— INSTRUCTIONS FOR THE TASK —
Can you copy every item below word for word, leaving out the pictures?

++++++++++++++++++++

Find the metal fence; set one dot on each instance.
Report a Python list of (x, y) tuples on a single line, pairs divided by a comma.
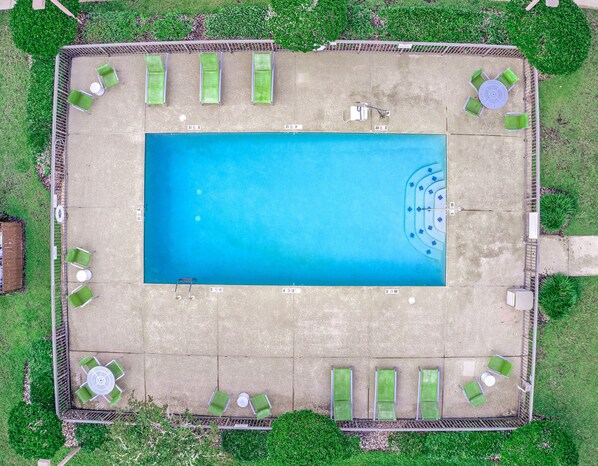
[(60, 336)]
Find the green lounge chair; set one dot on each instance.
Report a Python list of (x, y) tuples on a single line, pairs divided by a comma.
[(218, 403), (474, 393), (155, 80), (107, 76), (78, 257), (477, 78), (516, 121), (210, 78), (341, 396), (81, 296), (508, 78), (500, 365), (261, 406), (262, 78), (385, 395), (88, 363), (473, 106), (81, 100), (428, 395), (116, 369)]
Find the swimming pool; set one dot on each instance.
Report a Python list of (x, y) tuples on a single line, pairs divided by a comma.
[(295, 209)]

++++++++++++++++++++

— FULL SOLUTION —
Find the metal fence; set one dot on each instance.
Report a Python list of (x, y) tuples on a single line, pairs divided by a comma.
[(60, 336)]
Find the green lounge chair; set one dot on each instance.
Report a Python list of (x, y) tuples on a single line, pairs divided by a comma.
[(218, 403), (474, 393), (155, 80), (107, 76), (78, 257), (477, 78), (516, 121), (210, 78), (341, 396), (81, 296), (508, 78), (500, 365), (261, 406), (262, 78), (385, 395), (88, 363), (473, 106), (81, 100), (428, 395), (116, 369)]
Find the swimming pool; set one dot on each instance.
Report a Python list of (x, y) tuples on a single line, pairs divided by a comma.
[(295, 209)]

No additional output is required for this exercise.